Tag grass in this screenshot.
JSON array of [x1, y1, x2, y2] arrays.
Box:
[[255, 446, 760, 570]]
────────────────
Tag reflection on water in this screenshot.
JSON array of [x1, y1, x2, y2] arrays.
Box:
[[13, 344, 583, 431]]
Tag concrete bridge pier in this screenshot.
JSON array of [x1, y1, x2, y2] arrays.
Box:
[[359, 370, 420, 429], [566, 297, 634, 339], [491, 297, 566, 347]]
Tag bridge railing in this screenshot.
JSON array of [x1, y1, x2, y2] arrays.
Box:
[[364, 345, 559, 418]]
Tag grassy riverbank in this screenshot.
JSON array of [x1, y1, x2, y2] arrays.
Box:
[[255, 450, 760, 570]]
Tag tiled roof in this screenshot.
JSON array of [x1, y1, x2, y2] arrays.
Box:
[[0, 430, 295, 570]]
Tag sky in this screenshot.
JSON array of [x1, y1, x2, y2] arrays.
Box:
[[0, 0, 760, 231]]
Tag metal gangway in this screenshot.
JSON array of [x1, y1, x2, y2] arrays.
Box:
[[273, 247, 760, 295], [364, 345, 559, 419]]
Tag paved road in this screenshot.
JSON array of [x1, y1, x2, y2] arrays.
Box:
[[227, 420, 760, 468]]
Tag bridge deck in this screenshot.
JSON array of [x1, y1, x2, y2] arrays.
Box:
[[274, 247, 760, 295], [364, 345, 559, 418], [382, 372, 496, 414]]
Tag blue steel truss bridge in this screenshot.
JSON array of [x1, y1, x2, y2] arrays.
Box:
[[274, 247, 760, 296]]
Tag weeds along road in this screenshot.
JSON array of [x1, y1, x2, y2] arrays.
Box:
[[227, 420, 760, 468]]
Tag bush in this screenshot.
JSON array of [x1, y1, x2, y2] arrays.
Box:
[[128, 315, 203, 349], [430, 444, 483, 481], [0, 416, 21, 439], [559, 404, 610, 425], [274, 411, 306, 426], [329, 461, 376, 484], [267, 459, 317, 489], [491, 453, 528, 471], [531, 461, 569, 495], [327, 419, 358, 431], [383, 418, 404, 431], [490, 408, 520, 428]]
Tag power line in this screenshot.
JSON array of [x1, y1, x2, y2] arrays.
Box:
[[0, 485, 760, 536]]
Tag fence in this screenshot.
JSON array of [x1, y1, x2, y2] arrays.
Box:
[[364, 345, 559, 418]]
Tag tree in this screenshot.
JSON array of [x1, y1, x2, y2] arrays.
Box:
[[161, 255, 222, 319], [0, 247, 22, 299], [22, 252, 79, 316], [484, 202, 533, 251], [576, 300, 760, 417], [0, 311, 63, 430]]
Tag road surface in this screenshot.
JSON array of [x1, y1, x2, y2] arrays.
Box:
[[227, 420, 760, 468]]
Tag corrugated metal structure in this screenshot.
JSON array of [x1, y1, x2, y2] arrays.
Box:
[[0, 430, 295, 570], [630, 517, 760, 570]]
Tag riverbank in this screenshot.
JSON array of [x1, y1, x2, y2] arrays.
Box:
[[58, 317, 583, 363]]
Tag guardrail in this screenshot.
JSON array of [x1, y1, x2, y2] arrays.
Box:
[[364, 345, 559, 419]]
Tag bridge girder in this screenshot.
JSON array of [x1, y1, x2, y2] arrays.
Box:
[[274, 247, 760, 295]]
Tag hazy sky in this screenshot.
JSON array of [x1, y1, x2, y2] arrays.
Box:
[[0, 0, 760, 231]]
────────────────
- [Your task]
Rewrite the lines of the data from the one containing "Tag grass in this screenshot." through the one containing "[[255, 446, 760, 570]]", substituting "lawn" for "grass" and leaving everything else as it is.

- [Result]
Tag lawn in this screenshot.
JSON array of [x1, y1, x2, y2] arrays.
Box:
[[255, 446, 760, 570]]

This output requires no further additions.